== Provided records ==
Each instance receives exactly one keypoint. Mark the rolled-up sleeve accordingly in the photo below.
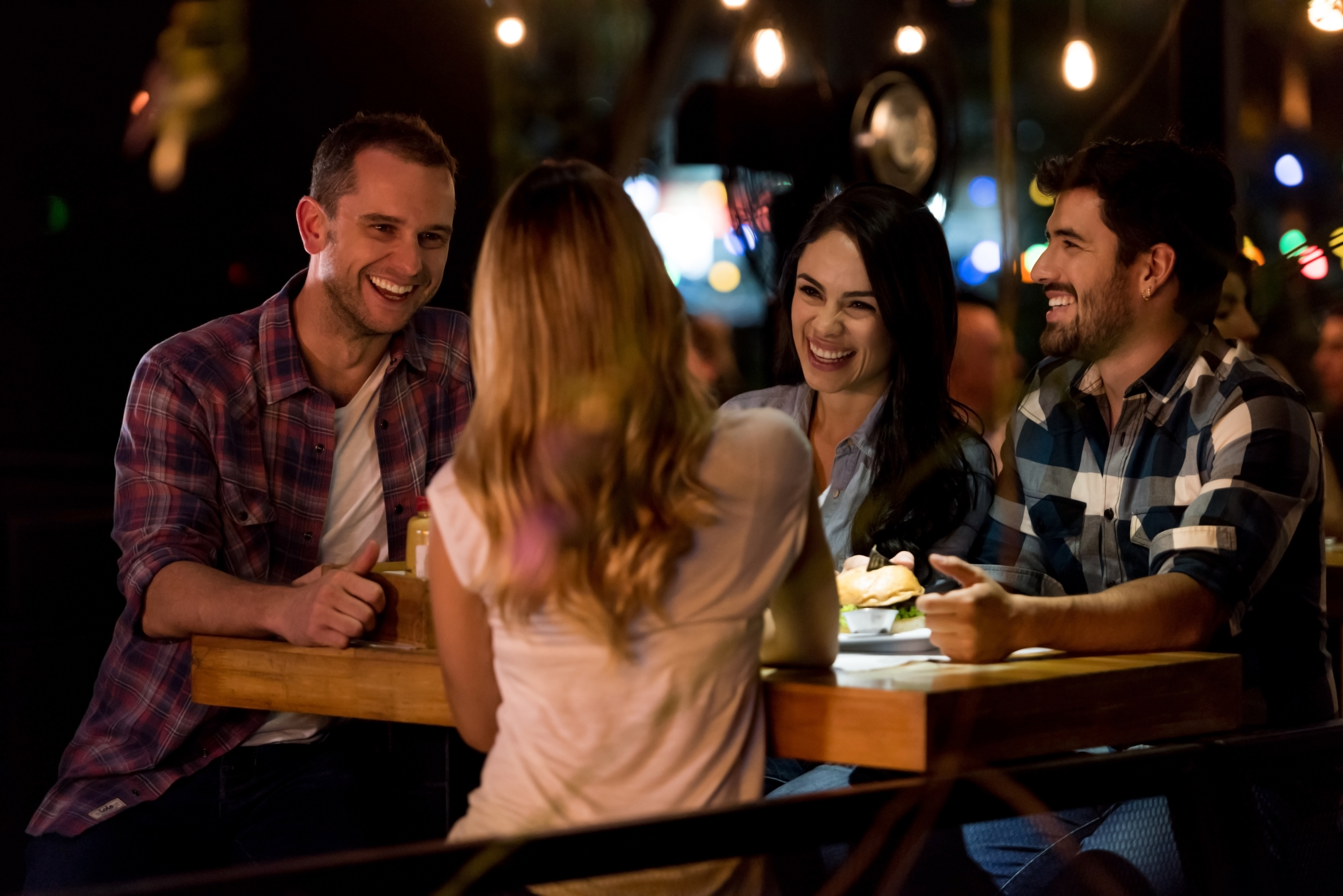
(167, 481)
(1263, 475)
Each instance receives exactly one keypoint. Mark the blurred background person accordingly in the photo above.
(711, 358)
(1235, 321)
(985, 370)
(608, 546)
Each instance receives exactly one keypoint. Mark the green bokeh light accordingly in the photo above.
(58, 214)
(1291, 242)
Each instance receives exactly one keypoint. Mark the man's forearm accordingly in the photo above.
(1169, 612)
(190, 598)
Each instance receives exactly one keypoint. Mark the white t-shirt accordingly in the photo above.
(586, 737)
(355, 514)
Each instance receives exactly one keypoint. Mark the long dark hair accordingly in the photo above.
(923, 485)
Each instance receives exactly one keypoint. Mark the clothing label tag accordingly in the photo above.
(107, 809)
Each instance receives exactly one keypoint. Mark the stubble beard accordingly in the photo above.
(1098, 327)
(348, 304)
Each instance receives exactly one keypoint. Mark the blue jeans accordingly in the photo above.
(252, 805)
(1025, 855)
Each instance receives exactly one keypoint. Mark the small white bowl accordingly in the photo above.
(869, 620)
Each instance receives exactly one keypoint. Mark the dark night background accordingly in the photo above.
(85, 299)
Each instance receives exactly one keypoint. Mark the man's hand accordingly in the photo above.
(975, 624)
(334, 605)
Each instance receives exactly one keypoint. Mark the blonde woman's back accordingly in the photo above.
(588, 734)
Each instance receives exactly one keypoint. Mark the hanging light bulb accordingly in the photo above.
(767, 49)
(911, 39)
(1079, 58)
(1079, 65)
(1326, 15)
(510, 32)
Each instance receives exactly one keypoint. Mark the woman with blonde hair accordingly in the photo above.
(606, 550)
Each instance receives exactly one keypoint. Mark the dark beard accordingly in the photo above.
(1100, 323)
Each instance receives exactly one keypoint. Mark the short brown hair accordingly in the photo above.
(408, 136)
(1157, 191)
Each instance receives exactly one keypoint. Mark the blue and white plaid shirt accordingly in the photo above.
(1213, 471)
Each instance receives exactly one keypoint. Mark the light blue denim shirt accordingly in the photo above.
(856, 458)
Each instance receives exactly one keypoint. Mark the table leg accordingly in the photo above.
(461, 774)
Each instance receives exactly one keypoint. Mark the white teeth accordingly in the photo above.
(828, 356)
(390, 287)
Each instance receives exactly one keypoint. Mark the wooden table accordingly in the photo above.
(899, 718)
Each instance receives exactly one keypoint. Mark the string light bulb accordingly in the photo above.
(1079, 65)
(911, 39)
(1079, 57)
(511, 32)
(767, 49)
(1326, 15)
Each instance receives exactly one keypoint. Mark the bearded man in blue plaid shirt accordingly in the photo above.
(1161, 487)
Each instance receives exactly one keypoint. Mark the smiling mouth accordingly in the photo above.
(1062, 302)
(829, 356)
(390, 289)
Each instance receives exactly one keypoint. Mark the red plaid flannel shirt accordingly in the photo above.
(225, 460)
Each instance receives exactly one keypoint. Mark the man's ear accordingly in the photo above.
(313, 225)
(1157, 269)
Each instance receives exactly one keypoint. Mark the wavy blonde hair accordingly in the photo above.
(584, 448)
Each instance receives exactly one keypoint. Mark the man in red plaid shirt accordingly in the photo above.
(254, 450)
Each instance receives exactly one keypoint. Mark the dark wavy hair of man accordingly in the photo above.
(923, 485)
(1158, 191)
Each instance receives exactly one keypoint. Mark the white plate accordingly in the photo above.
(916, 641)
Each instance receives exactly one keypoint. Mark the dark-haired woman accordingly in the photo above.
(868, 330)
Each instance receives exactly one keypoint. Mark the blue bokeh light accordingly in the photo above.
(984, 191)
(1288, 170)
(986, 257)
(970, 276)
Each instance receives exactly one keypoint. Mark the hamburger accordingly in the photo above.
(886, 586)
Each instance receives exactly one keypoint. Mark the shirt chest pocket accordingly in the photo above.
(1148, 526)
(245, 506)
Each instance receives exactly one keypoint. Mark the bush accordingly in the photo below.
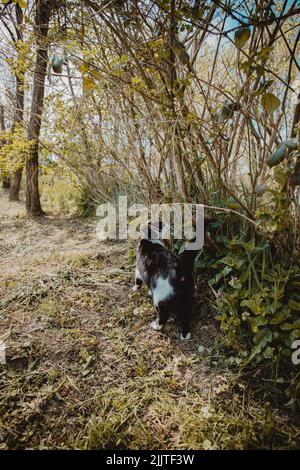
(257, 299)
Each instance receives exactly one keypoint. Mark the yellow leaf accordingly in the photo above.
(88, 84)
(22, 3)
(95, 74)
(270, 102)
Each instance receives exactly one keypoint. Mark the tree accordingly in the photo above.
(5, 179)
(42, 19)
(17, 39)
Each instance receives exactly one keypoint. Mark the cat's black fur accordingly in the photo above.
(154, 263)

== Directions for this task ==
Without changing a single word, set down all of the material again and leave out its pictures.

== Result for this task ==
Each instance receives exactly one keypoint. Mark the rolled-up sleeve accordingly in the photo below.
(167, 481)
(1263, 475)
Each instance receives exactly one keypoint. Mark the blurred background person accordingly in the photo above.
(711, 358)
(1235, 321)
(985, 370)
(608, 546)
Each instance receives exactly one keypoint. Mark the green bokeh light accordingly in the photo above.
(58, 214)
(1291, 242)
Each instance receives exactly one keypoint. Mark the man's forearm accordingly in the photo above.
(1169, 612)
(190, 598)
Each instance receives exactly one keypoint. Mark the white t-shirt accordingly in the photo above.
(586, 737)
(355, 514)
Each instance receives exactly one keypoint. Mark the long dark hair accordingly in the photo above.
(923, 485)
Each instance receives exactly one keypoint. Mark the clothing label tag accordingly in the photo above.
(107, 809)
Each instance receives exactly one keypoint. Mark the stubble beard accordingly in the photo above.
(1098, 327)
(348, 304)
Each instance receives exactly one keypoint. Mark the blue jeans accordingly in the photo above.
(252, 805)
(1025, 855)
Each instance receives exactly one keypoint. Mark the small white bowl accordingly in the photo above.
(869, 620)
Each instance receives exactly one keypoint. Mark the dark night background accordingly in the photo above.
(85, 299)
Each instance receives exactly one keypoint. Mark the man's hand accordingly in the photo above.
(975, 624)
(334, 605)
Each instance receives exactly one keypoint. Mark the blonde woman's back accordingly in the photo above.
(588, 734)
Each instance receives exactly one keypoint. Mark the hanging light bulb accordingly in the photo above.
(767, 49)
(911, 39)
(1079, 58)
(1079, 65)
(1326, 15)
(510, 32)
Each instance receives exactly one keypoint. Mark the woman with blonde hair accordingly in the photo above.
(606, 550)
Each instance receives exactly one keypoint. Mark the dark beard accordingly in the photo above.
(1100, 323)
Each instance receives exactly one keypoint. Mark the short brown hair accordingly in the photo above.
(408, 136)
(1157, 191)
Each instance receives exactly one keypoint. Mark the blue and white plaid shirt accordingly in the photo above.
(1213, 471)
Each instance receives exactly one keypoint. Mark the light blue denim shirt accordingly in the photo above.
(856, 458)
Each instance receives exactly one keypoint. Mark the table leg accordingly in the photo above.
(461, 774)
Each instance receives exactly one keypoint. Mark the white teeth accordingly in the photo above.
(828, 356)
(390, 287)
Each instance receives exactly one keypoint. Mark the wooden table accordingly in the photo above.
(899, 718)
Each instance receives exactly one keypoint. Mark the string light bulb accordingly in the photo above.
(1079, 65)
(911, 39)
(1079, 57)
(511, 32)
(767, 49)
(1326, 15)
Each instance receives exactly one keypoint. Mark the bearded man in blue plaid shirt accordingly in the photo above.
(1161, 487)
Each instance receives exactly one keypoint. Mark the smiling mouth accordingly in the photo above.
(1062, 302)
(829, 356)
(390, 289)
Each instance receives exactly one keypoint. Mark the red plaid flannel shirt accordingly in the photo above.
(225, 460)
Each instance receives exactly one keypoint. Mark the man's ear accordingly in the photo above.
(313, 225)
(1157, 269)
Each instance receives exactly one keypoint. Mark the wavy blonde hair accordingly in the photo above.
(584, 448)
Each instance receives exactly one keypoint. Mark the man in red plaid shirt accordingly in the photo above.
(254, 450)
Each instance receives exactly one keypoint. Mark the dark wavy hair of man accordingly in the photo above.
(923, 485)
(1158, 191)
Each instance receives exactly one keypoint. Mark the white plate accordingly in the photo above.
(916, 641)
Each instance receives exactly one keypoint. Mark the dark-haired woman accordingly in the photo above.
(868, 330)
Each instance receives exactly one keypoint. Mark the blue bokeh light accordingly in the photo above.
(984, 191)
(1288, 170)
(986, 257)
(970, 276)
Each instance receives exactly one keypoint. Mark the hamburger accordingly in the photo above.
(886, 586)
Each instance receives exactly one keypoint. Mark the shirt chest pocket accordingly in the photo above.
(1148, 526)
(245, 506)
Each instance receives exactly one keypoint. Mark the bush accordingly in the photo below.
(257, 299)
Each instance receives exactly one keypoint. Mark the yellow leaf accordingly in the photo above.
(88, 84)
(22, 3)
(95, 74)
(270, 102)
Each instance receives exactly one keypoint. Mark the tree accordingly in the photo above.
(5, 179)
(42, 19)
(17, 39)
Each instance receives exactly one keypoint. Mark the cat's black fur accordingly in the photo above.
(154, 263)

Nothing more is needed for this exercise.